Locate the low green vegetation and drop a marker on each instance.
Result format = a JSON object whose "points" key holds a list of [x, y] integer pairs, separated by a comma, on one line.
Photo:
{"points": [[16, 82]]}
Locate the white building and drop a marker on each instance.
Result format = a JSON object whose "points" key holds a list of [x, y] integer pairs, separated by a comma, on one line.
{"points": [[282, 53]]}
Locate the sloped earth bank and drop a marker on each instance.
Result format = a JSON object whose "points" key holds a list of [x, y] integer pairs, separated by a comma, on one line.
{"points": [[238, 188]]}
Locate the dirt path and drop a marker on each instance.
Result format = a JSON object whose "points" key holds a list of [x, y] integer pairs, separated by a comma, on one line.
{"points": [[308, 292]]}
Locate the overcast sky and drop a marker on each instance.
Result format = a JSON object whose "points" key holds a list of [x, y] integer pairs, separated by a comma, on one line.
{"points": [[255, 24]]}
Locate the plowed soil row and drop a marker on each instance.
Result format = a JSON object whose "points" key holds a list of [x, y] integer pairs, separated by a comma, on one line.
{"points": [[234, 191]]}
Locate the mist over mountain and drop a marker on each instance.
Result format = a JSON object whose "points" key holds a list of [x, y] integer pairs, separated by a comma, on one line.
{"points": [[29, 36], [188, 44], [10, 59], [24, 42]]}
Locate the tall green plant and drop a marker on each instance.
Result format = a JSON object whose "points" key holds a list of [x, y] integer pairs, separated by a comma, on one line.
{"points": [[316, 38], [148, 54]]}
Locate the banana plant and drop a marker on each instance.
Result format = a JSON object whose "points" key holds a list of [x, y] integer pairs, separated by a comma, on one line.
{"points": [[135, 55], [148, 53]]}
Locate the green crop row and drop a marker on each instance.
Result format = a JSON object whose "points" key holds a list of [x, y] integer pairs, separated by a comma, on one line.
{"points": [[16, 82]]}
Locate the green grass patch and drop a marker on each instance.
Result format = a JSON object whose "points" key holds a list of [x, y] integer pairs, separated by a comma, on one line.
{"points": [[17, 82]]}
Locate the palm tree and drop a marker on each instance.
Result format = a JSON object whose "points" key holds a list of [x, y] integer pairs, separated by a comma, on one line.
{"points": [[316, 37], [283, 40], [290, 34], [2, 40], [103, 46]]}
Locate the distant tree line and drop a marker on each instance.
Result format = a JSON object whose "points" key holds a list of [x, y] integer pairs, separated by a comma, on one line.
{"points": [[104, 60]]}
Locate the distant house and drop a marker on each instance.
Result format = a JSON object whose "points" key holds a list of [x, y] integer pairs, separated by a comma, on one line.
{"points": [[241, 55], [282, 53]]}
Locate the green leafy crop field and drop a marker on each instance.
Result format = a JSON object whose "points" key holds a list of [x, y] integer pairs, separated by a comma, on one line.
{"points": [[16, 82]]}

++++++++

Exercise - Render every line of the records above as a JSON list of strings, one string per line, with blank lines omitted.

Output for this exercise -
[
  "Locate the low green vegetation and drop a marker on each instance.",
  "Result format = a JSON object whose \"points\" key holds a list of [x, y] integer pairs, separated by a comma, on one line.",
  "Photo:",
  "{\"points\": [[16, 82]]}",
  "Locate the white building and drop a marker on each instance.",
  "Result format = a JSON object whose \"points\" key holds a list of [x, y] integer pairs, separated by a comma, on one line.",
  "{\"points\": [[282, 53]]}",
  "Locate the sloped earth bank and drop a marker on each instance.",
  "Result format = a JSON object whose \"points\" key holds a list of [x, y] integer pairs, separated by a comma, on one line.",
  "{\"points\": [[238, 188]]}",
  "Locate the dirt path and drop a marker on each instance.",
  "Result format = a JSON object whose \"points\" key holds a list of [x, y] integer pairs, separated by a comma, on one line.",
  "{\"points\": [[308, 292]]}",
  "Locate the overcast sky and drop a marker on each instance.",
  "Result format = a JSON object whose \"points\" key holds a list of [x, y] integer pairs, separated by a comma, on one line.",
  "{\"points\": [[255, 24]]}",
  "Locate the plowed soil row and drop a marker on each instance.",
  "Result format = a JSON object whose \"points\" key holds a list of [x, y] integer pairs, separated by a comma, on one line.",
  "{\"points\": [[234, 191]]}",
  "Locate the mist over mountain and drop a marker on each instance.",
  "Result format = a JSON object whose \"points\" key holds a list of [x, y] integer pairs, separated by a comma, on one line.",
  "{\"points\": [[29, 36], [188, 44], [10, 59], [24, 42]]}",
  "Locate the tall green plant and drop a marker on each instance.",
  "Result format = a JSON object whose \"points\" key holds a list of [x, y] integer pairs, separated by a comma, on one line.",
  "{\"points\": [[316, 38], [148, 54]]}",
  "Locate the banana plant and drop a marker on each instance.",
  "Result format = a JSON object whose \"points\" key holds a list of [x, y] integer pairs, separated by a comma, on one line.",
  "{\"points\": [[135, 55], [148, 53]]}",
  "Locate the green crop row and drop a marker on each instance.",
  "Result format = a JSON object whose \"points\" key holds a list of [x, y] integer pairs, separated by a comma, on one line.",
  "{\"points\": [[16, 82]]}",
  "Locate the green grass patch and drop a marker on each instance.",
  "Result format = a JSON object whose \"points\" key holds a list of [x, y] integer pairs, separated by a comma, on one line.",
  "{\"points\": [[17, 82]]}",
  "Locate the palm tree and drop a marker on each instance.",
  "Result format = a JSON object whose \"points\" key holds a list of [x, y] integer pairs, separated by a comma, on one line.",
  "{\"points\": [[316, 37], [283, 40], [290, 34], [2, 40], [103, 46]]}",
  "Locate the distant tree line and drop a marker on each instance.",
  "Result format = a JSON object whose \"points\" key holds a list of [x, y] integer pairs, separated by a comma, on one line.",
  "{\"points\": [[104, 60]]}",
  "Locate the distant house and drop a marker on each instance.",
  "Result format = a JSON object whose \"points\" key holds a list of [x, y] integer pairs, separated by a comma, on one line.",
  "{\"points\": [[241, 55], [282, 53]]}",
  "Locate the green leafy crop field and drop a marker on each instance.",
  "Result format = a JSON object whose \"points\" key holds a list of [x, y] integer pairs, separated by a comma, on one line.",
  "{\"points\": [[16, 82]]}"
]